» How to complete this task: The records below must be transcribed precisely and in full.

::: Input data :::

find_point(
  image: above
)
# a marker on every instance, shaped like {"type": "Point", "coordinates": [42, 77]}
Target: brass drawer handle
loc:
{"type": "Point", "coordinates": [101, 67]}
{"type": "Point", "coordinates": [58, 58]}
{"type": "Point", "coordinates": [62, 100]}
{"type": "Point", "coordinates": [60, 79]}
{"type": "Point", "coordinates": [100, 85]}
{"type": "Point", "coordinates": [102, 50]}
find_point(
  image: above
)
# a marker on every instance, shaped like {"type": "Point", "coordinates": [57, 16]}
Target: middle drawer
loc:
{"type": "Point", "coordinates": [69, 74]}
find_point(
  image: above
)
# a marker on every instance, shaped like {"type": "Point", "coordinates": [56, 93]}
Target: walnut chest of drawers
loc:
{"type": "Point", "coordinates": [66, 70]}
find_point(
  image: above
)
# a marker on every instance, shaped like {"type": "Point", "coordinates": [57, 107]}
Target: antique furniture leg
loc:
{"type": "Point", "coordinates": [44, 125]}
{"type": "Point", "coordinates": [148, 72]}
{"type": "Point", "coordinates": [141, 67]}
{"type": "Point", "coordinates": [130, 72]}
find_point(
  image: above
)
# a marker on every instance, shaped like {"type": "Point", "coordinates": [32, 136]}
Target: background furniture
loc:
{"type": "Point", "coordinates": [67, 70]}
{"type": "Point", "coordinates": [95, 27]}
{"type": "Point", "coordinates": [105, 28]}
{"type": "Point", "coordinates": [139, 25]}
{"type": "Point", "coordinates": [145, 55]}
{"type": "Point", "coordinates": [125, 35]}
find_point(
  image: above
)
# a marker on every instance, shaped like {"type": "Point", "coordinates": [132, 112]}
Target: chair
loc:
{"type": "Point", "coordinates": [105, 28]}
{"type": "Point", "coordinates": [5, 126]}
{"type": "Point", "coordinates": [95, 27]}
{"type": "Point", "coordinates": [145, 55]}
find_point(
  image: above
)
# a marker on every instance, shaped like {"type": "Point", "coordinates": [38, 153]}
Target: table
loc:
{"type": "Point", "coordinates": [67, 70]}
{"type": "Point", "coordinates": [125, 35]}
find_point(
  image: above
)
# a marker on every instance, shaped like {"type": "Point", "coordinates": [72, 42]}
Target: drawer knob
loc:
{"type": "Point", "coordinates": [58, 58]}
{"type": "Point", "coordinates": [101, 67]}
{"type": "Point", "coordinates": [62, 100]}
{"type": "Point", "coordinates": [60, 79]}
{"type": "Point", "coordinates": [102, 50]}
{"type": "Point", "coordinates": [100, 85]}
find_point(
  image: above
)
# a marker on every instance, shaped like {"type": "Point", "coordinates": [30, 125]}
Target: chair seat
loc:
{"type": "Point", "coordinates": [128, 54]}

:::

» Written response:
find_point(
  image: above
)
# a marker on every instance, shaped like {"type": "Point", "coordinates": [42, 77]}
Target: brass drawer handle
loc:
{"type": "Point", "coordinates": [101, 67]}
{"type": "Point", "coordinates": [58, 58]}
{"type": "Point", "coordinates": [62, 100]}
{"type": "Point", "coordinates": [60, 79]}
{"type": "Point", "coordinates": [100, 85]}
{"type": "Point", "coordinates": [102, 50]}
find_point(
  image: above
)
# a marker on every instance, shaped like {"type": "Point", "coordinates": [57, 16]}
Target: middle drawer
loc:
{"type": "Point", "coordinates": [69, 74]}
find_point(
  image: above
)
# a marker on every instance, shaped like {"type": "Point", "coordinates": [56, 93]}
Target: walnut chest of drawers
loc:
{"type": "Point", "coordinates": [66, 70]}
find_point(
  image: above
)
# a marker on every instance, shaped like {"type": "Point", "coordinates": [57, 107]}
Target: antique furniture leg
loc:
{"type": "Point", "coordinates": [44, 125]}
{"type": "Point", "coordinates": [148, 72]}
{"type": "Point", "coordinates": [141, 67]}
{"type": "Point", "coordinates": [130, 72]}
find_point(
  image: above
)
# a marker on every instance, shaped like {"type": "Point", "coordinates": [32, 136]}
Target: background furniture
loc:
{"type": "Point", "coordinates": [67, 70]}
{"type": "Point", "coordinates": [95, 27]}
{"type": "Point", "coordinates": [105, 28]}
{"type": "Point", "coordinates": [139, 25]}
{"type": "Point", "coordinates": [145, 55]}
{"type": "Point", "coordinates": [125, 35]}
find_point(
  image: above
)
# a marker on every instance, shaped like {"type": "Point", "coordinates": [132, 112]}
Target: chair
loc:
{"type": "Point", "coordinates": [105, 28]}
{"type": "Point", "coordinates": [5, 126]}
{"type": "Point", "coordinates": [95, 27]}
{"type": "Point", "coordinates": [145, 55]}
find_point(
  image: above
)
# a marker on every instance, shaped like {"type": "Point", "coordinates": [38, 153]}
Target: table
loc:
{"type": "Point", "coordinates": [67, 70]}
{"type": "Point", "coordinates": [125, 35]}
find_point(
  image: above
)
# a marker on every instance, shaped like {"type": "Point", "coordinates": [72, 42]}
Target: drawer knob
loc:
{"type": "Point", "coordinates": [58, 58]}
{"type": "Point", "coordinates": [101, 67]}
{"type": "Point", "coordinates": [62, 100]}
{"type": "Point", "coordinates": [60, 79]}
{"type": "Point", "coordinates": [102, 50]}
{"type": "Point", "coordinates": [100, 85]}
find_point(
  image: above
)
# a marker on every instance, shaped like {"type": "Point", "coordinates": [30, 125]}
Target: chair seat
loc:
{"type": "Point", "coordinates": [128, 54]}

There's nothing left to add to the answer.